(Extract begins)

3. Vehicles and Equipment
Shared equipment can easily spread disease. Clean and disinfect borrowed or multi-use tools before bringing them onto your property. For outside vehicles, establish entry protocols such as wash stations or disinfectant mats.
4. Personnel
Only allow individuals in livestock areas who are clean and free of recent animal contact elsewhere. Provide handwashing stations and clean protective gear.
5. Animal Products
Identify and record all animal movements on and off your farm. Buy only from reputable sources that follow sound biosecurity practices. Quarantine all new animals for 21-30 days before introducing them to the herd or flock.
6. Animal Products
Track all semen, embryo, milk or colostrum moved on or off your property. Only purchase reproductive materials from trusted operations that maintain high biosecurity standards.
7. Carcass Disposal
Follow approved carcass disposal methods that deter wildlife, rodents, and scavengers. Proper disposal helps eliminate another potential source of infection.
8. Manure Management
Regularly remove and properly store manure to limit pathogen exposure – especially for young animals. Clean housing prevents buildup and bacterial spread.
9. Vector Control
Control pests by using bait and monitoring systems for rodents and insects. Keep feed areas and prevent birds from nesting inside barns.
10. Feed and Water
Feed and water sources are common disease carriers. Clean waterers frequently and remove spilled feed that attracts pests or wildlife.
How Diseases Spread
Diseases can enter your farm in more ways than you might expect:
- Wildlife or stray animals wandering into livestock areas
- Contaminated feed, water or supplies
- Vehicles and equipment used at multiple farms
- Human contact, such as visitors or neighbors with livestock
- Improper waste disposal or manure buildup
- New additions introduced without health checks or quarantine
Recognizing these risks is the first step in breaking the cycle of transmission.

(Extract ends)

• **Requirement**
Write out the portion of the farm biosecurity text above that opens with the words "4. Personnel" and closes with "clean protective gear.", word for word.

(Listed records begins)

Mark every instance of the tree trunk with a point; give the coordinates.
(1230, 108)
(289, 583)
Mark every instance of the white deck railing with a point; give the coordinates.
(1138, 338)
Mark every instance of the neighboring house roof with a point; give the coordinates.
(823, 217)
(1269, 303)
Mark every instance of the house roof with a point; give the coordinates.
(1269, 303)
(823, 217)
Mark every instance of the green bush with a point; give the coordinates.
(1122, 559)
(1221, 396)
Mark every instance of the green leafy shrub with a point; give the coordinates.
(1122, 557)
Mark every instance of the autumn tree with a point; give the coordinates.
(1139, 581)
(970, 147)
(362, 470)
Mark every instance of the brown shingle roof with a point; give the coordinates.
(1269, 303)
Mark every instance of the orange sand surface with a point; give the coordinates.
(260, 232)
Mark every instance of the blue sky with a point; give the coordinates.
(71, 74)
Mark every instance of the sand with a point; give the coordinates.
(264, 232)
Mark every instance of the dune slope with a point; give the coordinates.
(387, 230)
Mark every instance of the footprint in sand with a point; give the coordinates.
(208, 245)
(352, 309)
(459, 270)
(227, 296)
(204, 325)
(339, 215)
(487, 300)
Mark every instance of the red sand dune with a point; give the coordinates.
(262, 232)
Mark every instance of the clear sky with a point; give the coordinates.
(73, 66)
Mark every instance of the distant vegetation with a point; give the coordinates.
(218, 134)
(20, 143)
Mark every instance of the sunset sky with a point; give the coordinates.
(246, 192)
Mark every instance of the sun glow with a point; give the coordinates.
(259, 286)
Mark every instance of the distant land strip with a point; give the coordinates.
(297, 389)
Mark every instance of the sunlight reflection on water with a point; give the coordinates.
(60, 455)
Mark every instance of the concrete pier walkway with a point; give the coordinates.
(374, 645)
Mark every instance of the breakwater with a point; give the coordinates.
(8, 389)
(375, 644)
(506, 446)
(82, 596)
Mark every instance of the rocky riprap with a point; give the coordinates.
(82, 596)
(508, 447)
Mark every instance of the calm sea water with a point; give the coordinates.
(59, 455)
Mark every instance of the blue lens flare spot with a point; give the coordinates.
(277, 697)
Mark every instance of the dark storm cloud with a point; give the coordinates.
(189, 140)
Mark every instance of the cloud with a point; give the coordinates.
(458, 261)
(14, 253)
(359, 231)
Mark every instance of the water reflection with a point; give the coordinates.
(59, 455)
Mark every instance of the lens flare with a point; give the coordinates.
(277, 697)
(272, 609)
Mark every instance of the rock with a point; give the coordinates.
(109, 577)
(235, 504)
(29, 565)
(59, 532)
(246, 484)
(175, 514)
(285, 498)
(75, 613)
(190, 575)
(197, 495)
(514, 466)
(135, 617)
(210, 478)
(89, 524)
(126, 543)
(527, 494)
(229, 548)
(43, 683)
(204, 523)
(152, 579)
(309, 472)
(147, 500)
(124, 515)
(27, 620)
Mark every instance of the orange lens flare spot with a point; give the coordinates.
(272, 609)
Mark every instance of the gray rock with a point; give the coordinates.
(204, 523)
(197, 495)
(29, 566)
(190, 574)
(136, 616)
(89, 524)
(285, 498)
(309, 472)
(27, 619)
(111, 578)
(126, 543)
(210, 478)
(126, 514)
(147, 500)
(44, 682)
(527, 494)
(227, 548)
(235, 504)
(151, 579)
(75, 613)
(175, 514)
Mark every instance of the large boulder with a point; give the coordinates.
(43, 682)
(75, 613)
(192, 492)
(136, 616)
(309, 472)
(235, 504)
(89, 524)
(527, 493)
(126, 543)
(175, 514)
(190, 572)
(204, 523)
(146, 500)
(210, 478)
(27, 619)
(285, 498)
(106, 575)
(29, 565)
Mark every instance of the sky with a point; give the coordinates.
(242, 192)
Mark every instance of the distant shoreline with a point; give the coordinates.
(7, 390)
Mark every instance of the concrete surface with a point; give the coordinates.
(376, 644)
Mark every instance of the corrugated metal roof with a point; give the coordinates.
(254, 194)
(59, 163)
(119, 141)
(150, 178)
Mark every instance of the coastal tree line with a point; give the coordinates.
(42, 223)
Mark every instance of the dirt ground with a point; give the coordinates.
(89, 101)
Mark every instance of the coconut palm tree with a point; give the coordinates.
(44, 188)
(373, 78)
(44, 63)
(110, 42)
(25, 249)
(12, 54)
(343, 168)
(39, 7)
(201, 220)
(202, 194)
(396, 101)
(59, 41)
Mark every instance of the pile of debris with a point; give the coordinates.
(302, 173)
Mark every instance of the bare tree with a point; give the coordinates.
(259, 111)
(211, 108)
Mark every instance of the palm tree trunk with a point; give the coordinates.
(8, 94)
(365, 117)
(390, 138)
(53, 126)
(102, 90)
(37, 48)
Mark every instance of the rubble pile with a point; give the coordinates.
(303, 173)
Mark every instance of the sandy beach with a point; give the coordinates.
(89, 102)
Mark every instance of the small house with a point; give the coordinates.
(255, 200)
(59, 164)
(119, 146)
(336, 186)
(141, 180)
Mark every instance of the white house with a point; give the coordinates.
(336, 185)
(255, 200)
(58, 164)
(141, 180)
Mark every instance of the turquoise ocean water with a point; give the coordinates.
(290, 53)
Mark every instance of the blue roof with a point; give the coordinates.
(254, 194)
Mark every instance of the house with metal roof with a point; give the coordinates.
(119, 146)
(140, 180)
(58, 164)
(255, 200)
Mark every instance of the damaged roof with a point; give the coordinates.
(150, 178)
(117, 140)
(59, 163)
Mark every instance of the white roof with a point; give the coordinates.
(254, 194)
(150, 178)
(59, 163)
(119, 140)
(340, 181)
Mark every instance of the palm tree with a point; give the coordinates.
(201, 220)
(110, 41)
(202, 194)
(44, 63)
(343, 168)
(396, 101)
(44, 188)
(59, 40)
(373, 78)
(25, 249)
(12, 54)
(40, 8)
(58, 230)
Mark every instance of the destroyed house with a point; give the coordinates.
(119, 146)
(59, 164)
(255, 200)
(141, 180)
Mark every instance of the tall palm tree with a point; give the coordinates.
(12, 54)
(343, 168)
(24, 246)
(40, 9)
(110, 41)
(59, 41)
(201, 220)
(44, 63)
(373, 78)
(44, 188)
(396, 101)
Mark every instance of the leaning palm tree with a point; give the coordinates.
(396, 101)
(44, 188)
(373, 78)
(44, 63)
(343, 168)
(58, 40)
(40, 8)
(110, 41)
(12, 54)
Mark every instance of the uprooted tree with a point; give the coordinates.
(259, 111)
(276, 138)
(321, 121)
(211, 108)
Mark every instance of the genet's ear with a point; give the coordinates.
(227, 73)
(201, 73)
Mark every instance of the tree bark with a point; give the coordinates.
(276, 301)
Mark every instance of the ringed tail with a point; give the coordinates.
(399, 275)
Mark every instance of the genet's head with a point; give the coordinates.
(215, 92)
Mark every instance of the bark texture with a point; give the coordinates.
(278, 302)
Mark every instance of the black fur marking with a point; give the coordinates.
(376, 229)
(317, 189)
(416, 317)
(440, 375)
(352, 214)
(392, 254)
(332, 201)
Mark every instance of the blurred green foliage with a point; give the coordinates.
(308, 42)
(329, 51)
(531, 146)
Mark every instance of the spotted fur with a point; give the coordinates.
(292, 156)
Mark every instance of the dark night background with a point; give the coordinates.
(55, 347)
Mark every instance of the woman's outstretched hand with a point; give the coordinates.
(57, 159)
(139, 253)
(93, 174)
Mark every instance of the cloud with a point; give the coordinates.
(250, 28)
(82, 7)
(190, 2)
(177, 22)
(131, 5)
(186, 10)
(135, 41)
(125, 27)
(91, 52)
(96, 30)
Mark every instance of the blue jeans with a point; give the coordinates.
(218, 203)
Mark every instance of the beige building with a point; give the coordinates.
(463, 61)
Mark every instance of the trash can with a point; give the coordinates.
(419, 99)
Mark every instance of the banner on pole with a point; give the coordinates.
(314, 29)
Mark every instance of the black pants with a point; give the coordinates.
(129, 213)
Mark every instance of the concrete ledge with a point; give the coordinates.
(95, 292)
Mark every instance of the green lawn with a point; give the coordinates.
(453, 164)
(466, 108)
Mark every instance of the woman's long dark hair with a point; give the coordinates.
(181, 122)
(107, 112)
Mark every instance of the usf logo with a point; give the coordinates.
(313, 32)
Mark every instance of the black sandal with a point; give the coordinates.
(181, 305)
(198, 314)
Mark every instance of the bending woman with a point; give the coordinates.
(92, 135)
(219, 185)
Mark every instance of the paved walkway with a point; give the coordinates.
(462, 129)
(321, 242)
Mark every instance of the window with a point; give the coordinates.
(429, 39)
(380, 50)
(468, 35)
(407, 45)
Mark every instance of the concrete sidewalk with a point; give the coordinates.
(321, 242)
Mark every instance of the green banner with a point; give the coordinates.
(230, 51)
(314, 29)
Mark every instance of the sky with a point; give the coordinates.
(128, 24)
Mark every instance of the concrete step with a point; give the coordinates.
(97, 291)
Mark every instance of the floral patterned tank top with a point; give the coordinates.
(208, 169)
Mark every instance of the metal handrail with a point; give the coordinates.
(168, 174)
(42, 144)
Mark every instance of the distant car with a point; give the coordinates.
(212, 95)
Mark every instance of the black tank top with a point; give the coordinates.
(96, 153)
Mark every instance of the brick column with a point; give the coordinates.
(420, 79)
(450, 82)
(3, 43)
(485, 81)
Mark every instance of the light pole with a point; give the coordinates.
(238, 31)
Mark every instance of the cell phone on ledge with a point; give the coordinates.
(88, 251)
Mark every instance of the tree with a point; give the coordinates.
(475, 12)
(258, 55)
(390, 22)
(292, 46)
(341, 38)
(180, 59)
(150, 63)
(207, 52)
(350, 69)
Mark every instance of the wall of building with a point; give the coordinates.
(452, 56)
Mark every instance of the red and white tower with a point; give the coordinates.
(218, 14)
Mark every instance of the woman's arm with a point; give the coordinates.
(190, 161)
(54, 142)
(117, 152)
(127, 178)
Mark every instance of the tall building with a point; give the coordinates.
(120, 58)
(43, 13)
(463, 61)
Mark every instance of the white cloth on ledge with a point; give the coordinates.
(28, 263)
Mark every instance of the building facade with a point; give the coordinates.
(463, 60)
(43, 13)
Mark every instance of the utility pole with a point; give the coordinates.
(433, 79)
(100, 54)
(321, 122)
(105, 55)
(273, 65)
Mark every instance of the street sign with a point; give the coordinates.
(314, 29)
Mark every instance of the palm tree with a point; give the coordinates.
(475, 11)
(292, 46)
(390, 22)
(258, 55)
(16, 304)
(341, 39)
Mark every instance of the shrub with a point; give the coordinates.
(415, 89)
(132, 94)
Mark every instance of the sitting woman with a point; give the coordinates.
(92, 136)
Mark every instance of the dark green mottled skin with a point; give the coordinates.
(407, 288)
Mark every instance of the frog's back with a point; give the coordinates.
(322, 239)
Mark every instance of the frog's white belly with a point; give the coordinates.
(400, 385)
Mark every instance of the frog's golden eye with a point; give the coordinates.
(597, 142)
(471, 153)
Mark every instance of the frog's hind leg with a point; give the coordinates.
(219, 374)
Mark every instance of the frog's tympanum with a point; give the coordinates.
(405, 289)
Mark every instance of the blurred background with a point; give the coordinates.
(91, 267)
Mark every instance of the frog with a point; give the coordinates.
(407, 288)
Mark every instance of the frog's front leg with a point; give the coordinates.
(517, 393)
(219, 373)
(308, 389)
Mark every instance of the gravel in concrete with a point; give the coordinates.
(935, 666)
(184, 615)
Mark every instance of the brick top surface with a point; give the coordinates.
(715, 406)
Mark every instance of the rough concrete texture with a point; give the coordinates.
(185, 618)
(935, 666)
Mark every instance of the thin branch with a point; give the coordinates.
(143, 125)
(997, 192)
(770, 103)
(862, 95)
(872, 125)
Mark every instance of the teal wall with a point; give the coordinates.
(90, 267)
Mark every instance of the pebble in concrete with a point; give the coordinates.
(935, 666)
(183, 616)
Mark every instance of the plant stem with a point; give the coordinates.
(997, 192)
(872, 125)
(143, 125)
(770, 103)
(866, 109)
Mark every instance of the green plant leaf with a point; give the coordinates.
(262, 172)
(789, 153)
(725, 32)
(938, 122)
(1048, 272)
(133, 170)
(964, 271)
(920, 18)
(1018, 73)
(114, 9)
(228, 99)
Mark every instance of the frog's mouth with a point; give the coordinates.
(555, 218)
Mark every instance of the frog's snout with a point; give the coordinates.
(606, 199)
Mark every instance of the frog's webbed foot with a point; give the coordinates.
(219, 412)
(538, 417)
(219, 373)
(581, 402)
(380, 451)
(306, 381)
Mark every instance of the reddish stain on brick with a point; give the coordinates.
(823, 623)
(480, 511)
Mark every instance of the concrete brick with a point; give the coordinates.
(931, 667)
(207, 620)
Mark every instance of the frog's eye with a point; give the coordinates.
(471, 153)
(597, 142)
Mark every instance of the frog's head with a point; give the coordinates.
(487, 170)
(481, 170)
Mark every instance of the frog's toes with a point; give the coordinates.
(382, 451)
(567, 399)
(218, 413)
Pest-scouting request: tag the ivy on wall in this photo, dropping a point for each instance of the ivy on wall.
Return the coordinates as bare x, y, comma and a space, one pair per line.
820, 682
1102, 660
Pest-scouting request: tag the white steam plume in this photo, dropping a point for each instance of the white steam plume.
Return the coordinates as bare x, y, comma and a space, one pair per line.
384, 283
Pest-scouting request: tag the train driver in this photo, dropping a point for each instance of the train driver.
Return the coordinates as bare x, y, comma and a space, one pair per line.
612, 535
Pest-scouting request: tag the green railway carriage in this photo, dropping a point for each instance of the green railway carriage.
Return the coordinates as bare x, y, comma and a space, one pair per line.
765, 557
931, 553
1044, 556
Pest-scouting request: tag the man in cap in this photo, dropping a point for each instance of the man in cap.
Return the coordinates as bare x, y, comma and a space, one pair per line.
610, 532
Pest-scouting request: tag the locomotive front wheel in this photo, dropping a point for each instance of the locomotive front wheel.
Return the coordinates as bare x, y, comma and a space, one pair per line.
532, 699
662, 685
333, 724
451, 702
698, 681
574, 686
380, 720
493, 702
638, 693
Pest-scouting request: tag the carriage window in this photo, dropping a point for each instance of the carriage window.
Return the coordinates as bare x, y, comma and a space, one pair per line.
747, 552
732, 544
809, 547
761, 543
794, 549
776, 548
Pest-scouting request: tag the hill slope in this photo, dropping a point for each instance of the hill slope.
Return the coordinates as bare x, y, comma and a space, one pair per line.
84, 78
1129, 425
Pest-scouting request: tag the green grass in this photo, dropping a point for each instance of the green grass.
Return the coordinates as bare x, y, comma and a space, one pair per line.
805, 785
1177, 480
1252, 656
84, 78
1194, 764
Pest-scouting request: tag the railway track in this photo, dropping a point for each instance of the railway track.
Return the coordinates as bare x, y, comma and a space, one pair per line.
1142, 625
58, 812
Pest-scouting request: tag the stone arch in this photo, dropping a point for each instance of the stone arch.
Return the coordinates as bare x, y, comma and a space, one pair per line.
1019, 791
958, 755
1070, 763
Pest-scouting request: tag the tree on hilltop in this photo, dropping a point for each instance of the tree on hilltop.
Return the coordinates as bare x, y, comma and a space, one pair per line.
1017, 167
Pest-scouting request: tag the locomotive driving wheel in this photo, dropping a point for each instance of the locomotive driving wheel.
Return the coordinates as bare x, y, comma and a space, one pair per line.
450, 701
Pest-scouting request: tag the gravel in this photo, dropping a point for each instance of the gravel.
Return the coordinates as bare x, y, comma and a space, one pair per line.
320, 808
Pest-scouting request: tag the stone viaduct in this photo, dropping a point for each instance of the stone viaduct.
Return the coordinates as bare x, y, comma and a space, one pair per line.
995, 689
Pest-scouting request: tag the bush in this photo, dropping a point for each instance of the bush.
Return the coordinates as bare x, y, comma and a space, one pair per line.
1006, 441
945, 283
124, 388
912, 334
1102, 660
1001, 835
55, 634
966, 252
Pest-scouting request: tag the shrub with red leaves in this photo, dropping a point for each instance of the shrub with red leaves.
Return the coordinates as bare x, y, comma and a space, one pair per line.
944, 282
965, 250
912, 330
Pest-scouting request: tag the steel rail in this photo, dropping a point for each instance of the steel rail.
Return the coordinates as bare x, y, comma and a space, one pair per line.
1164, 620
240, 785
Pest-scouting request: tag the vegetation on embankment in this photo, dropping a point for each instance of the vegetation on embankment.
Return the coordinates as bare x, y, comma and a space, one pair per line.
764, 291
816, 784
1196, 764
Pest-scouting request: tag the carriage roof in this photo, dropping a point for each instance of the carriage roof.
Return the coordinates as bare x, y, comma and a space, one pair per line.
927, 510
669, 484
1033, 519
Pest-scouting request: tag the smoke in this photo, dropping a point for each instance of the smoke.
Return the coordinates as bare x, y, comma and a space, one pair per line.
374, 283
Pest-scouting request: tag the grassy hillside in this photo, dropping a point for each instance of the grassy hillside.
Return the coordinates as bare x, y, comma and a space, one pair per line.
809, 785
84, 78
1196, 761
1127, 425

(Listed records ends)

• **Task answer**
4. Personnel
Only allow individuals in livestock areas who are clean and free of recent animal contact elsewhere. Provide handwashing stations and clean protective gear.